§ Excerpted text
┏━━
Let me give you an example. Consider an apartment building with a hundred residents. But none lives on the ground floor.

Now consider 25 single family homes each with three people. All live on the ground floor.

Project A could take a 100 people out of the flood plain whose apartments would not flood. Project B would take 75 people out of the floodplain and prevent damage to 25 structures that would flood. Should A or B get the flood-mitigation project?

This provision would also drive funding away from outlying neighborhoods which generally have fewer apartments.

The People Spoke and Are Being Ignored

The People – with a Capital P – voted on the flood-bond and approved it overwhelmingly. Now its being repeatedly changed by a few individuals to push ever more funding to inner-city neighborhoods which already get the lion’s share. These latest moves could deprive outlying neighborhoods of construction dollars needed to complete projects.

Seems to me that the three Dems and their proxies are depriving half the county of their votes and taxes.

The two Republicans on Commissioners Court, Precinct 4 Commissioner Jack Cagle and Precinct 3 Commission Tom Ramsey, argued against the changes.

Commissioner Cagle argued that “We must do what we say. We must work on projects in the bond.” He went on, “Changing the projects included in the 2018 flood bond is a bad idea. The promises we made to voters in 2018 are sacred. While I support the concept of asking to finance more flood mitigation projects in the future, the public has to know that we can be trusted to keep our word.”

Top 4 LMI Watersheds Receive 53% of All Funding since 2000

However, when you look at spending to date and the ever-changing “equity” guidelines, we’re far from approaching anything that resembles equity. And we’re getting farther from it with each round of changes to the so-called “equity” guidelines.

Four LMI watersheds out of 23 (Greens, Sims, Brays and White Oak) have received 53% of ALL funding since 2000, yet their representatives complain about historical prejudice and demand more.

Analysis of HCFCD Spending Data from 1/1/2000 through Q3 2021 obtained via FOIA request

For the record, that’s $1.6 billion out of $3.1 billion during the period of comparison.

Top LMI Watersheds Get More than Twice as Much as Top NON-LMI Watersheds

Comparing those 4 LMI watersheds with the most dollars to the four NON-LMI watersheds with the most, we can see that LMI watersheds have received more than two dollars for every dollar received by a non-LMI watershed.

Pie represents total dollars spent among top four LMI and NON-LMI watersheds. An LMI watershed is one where more than half the residents earn below the average annual income for the region.

The four LMI watersheds receiving the most money included Brays, Greens, Sims, and White Oak Bayous.
┗━━
Saved entries:
┏━━
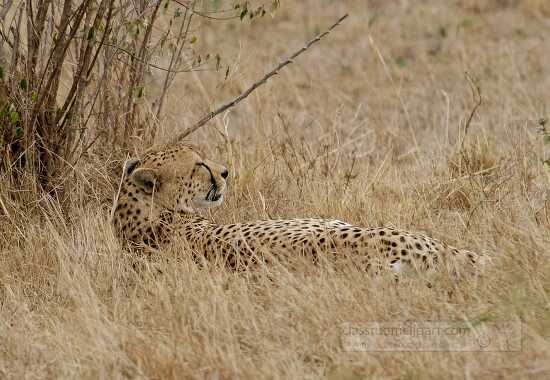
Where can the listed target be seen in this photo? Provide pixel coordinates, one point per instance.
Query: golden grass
(365, 128)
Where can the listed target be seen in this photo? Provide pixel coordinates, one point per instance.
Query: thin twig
(476, 93)
(262, 81)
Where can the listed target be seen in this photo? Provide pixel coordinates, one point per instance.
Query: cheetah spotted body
(161, 193)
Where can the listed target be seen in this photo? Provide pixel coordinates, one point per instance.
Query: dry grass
(366, 128)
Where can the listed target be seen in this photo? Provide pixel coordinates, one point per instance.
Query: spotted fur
(161, 193)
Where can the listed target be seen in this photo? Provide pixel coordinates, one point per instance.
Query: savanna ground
(366, 127)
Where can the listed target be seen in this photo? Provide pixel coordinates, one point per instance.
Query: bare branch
(262, 81)
(476, 94)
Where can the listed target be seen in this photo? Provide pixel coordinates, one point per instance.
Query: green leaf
(14, 117)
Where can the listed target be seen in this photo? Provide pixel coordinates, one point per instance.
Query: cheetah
(161, 194)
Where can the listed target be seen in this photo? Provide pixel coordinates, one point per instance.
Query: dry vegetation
(366, 127)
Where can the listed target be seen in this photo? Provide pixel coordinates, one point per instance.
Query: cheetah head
(178, 178)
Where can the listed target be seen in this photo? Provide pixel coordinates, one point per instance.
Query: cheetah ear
(130, 166)
(146, 179)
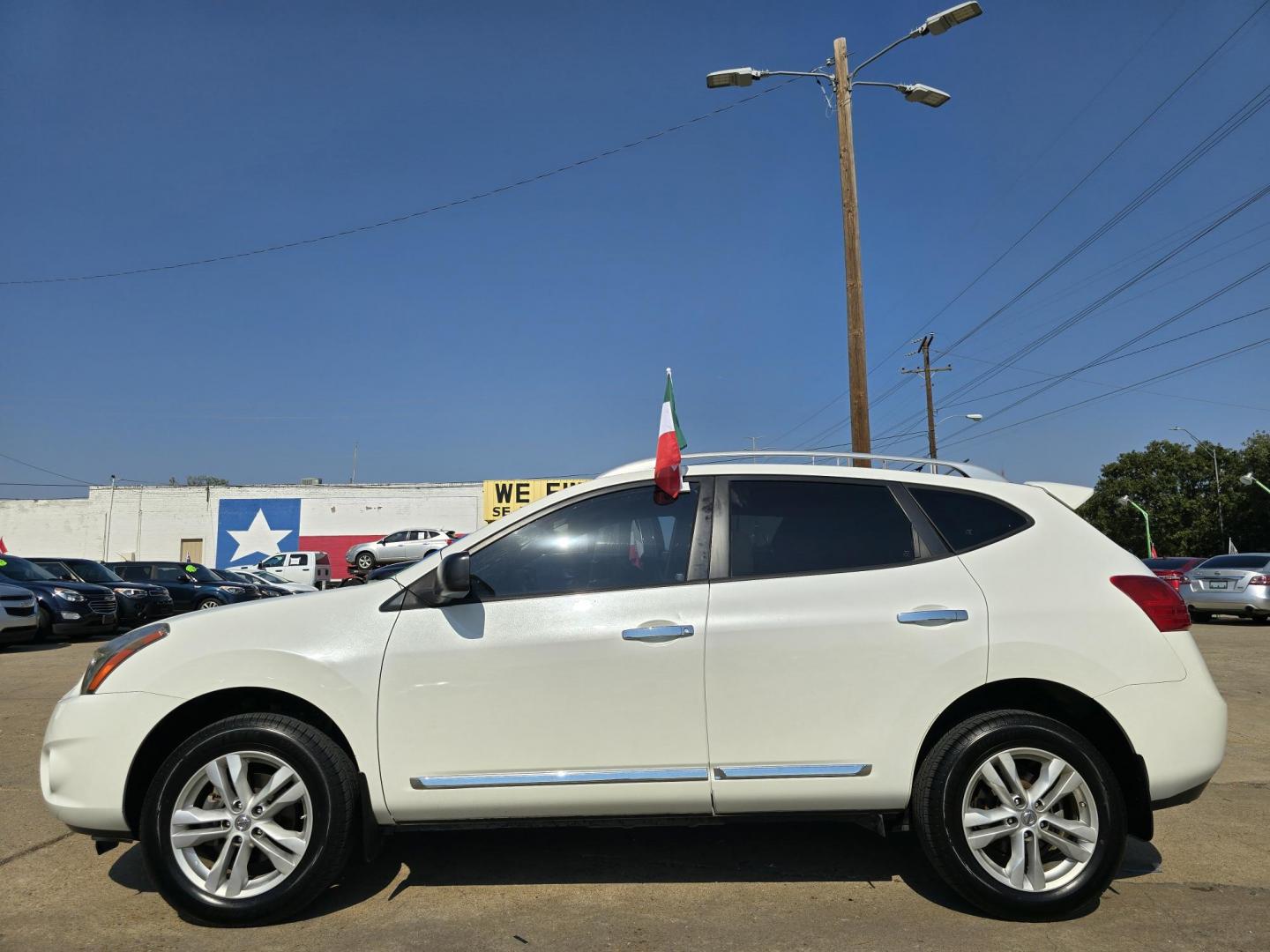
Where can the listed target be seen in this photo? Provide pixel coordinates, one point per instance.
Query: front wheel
(249, 820)
(1021, 815)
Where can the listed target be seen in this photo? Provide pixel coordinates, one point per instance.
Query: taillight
(1157, 599)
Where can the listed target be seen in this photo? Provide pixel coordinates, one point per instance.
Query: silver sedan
(1229, 584)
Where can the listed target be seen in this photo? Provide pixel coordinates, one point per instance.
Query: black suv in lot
(65, 607)
(140, 602)
(190, 585)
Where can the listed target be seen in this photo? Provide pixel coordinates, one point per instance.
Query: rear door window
(791, 527)
(967, 519)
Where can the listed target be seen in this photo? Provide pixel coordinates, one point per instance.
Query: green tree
(1174, 482)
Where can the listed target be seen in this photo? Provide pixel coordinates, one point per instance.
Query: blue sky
(526, 334)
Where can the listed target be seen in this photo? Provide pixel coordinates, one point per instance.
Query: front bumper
(89, 747)
(88, 622)
(1254, 599)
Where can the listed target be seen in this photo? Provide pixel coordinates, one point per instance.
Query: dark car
(1174, 569)
(260, 585)
(190, 585)
(65, 607)
(140, 602)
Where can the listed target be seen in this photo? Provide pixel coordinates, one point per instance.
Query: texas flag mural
(249, 531)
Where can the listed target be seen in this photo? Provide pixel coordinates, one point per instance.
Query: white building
(216, 524)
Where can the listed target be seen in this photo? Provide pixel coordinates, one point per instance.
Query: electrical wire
(409, 216)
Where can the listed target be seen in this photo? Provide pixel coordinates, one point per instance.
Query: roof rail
(906, 462)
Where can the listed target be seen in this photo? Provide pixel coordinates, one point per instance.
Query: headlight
(115, 652)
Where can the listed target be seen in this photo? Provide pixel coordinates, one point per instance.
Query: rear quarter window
(967, 519)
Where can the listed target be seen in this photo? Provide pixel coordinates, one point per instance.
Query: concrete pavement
(1204, 883)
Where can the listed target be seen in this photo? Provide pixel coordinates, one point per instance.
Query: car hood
(49, 584)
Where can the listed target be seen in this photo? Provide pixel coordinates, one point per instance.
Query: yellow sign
(503, 496)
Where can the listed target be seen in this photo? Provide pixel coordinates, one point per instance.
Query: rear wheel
(1021, 815)
(249, 820)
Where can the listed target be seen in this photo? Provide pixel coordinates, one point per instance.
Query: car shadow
(37, 646)
(736, 852)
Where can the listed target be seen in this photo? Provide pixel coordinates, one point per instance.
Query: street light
(843, 80)
(1217, 475)
(1249, 480)
(1151, 548)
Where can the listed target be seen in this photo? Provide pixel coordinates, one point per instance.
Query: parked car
(70, 608)
(260, 585)
(1174, 569)
(190, 585)
(303, 568)
(403, 546)
(138, 600)
(554, 664)
(1229, 584)
(18, 619)
(276, 580)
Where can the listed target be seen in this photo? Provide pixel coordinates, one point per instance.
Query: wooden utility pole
(926, 371)
(857, 368)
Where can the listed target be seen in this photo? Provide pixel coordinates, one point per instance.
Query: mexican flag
(669, 442)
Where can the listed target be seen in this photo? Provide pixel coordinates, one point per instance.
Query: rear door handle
(932, 616)
(660, 631)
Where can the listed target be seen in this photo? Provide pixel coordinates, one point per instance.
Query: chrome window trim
(542, 778)
(784, 772)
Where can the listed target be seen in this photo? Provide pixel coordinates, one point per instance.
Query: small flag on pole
(669, 441)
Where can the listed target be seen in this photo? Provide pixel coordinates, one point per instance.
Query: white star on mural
(257, 537)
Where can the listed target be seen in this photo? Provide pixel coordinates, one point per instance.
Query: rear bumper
(1251, 599)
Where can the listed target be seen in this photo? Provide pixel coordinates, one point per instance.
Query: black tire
(324, 768)
(43, 628)
(938, 814)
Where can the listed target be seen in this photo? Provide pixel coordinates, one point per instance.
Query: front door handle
(934, 616)
(658, 632)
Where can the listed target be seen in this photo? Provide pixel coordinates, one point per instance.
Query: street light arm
(880, 54)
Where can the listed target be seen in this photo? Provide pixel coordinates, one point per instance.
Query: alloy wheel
(1030, 819)
(242, 824)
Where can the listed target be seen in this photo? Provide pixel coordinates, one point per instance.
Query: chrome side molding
(462, 781)
(791, 772)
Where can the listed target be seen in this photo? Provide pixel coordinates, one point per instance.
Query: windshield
(93, 571)
(1237, 562)
(201, 573)
(22, 570)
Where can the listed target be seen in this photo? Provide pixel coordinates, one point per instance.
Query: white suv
(782, 639)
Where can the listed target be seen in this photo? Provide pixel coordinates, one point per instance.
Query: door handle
(660, 631)
(934, 614)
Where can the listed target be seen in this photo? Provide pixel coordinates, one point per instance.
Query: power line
(51, 472)
(1085, 178)
(1174, 372)
(409, 216)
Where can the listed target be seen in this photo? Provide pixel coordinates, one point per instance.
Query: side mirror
(453, 577)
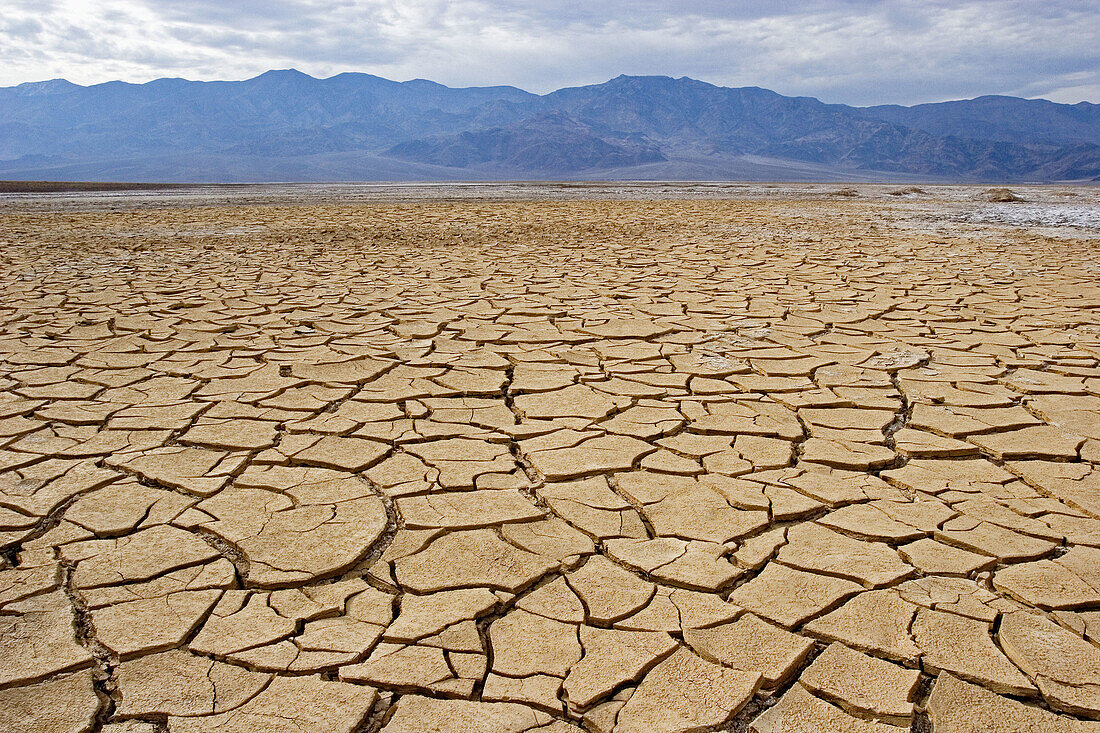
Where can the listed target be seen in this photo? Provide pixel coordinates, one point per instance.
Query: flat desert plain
(627, 459)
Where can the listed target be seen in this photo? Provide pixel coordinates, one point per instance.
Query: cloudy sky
(858, 52)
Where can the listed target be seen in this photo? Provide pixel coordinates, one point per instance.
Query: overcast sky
(860, 52)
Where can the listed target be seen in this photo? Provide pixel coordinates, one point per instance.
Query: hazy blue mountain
(288, 126)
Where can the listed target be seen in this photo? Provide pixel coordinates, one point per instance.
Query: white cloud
(850, 51)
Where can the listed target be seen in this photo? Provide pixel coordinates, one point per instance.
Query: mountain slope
(289, 126)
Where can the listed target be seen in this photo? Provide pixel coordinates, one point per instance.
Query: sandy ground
(628, 458)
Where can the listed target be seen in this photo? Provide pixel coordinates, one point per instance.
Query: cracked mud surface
(771, 466)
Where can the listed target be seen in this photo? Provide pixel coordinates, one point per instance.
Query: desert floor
(503, 460)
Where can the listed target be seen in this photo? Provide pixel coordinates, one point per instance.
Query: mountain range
(287, 126)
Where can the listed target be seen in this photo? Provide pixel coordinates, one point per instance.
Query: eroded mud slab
(774, 465)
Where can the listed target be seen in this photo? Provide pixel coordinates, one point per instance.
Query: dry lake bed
(627, 458)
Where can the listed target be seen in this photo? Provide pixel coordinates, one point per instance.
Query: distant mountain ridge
(287, 126)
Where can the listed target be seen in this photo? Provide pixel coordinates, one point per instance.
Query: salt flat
(625, 458)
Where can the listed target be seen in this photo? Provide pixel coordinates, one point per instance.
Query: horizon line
┗━━
§ Written exercise
Pick up the flood-bond funding text after its final sentence and keep writing it.

§ Solved problem
The four NON-LMI watersheds receiving the most included Cypress Creek, Addicks, San Jacinto and Buffalo.

All dollars include HCFCD and partner spending from 1/1/2000 through Sept. 30, 2021.

Bottom 4 LMI Watersheds Get 3X More than Bottom 4 NON-LMI

At the opposite end of the spectrum, the four LMI watersheds receiving the least money have received 3X more dollars than the four lowest NON-LMI watersheds since 2000.

Comparison of total dollars spent in the four lowest LMI and NON-LMI watersheds since 2000 through the end of Q3 2021.

There are only 8 LMI watersheds hence the comparison of groups of four.

  • The four LMI receiving the least dollars since 2000 include Halls, Hunting, Goose Creek/Spring Gully, and Vince.
  • The four NON-LMI watersheds receiving the least include Luce, Galveston, Jackson and Carpenters.

But what about those other NON-LMI watersheds in the middle of the spending pack? Simple. Altogether, the scale is already so tilted, they can’t tilt the balance back much. See comparison below of ALL LMI and NON-LMI watersheds.

LMI vs. Non-LMI flood-mitigation funding
LMI vs. Non-LMI flood-mitigation funding through Q3 2021 for ALL watersheds. Note Non-LMI watersheds outnumber LMI watersheds almost 2:1, yet have gotten only a little more than a third of total funding.

Partner Funding Also Favors LMI Watersheds, Not Affluent Ones

Anyone who doubts the percentages above can check my calculations. Here’s the raw spending data for each watershed with percentages of low-to-moderate income residents – including pre- and post-Harvey spending.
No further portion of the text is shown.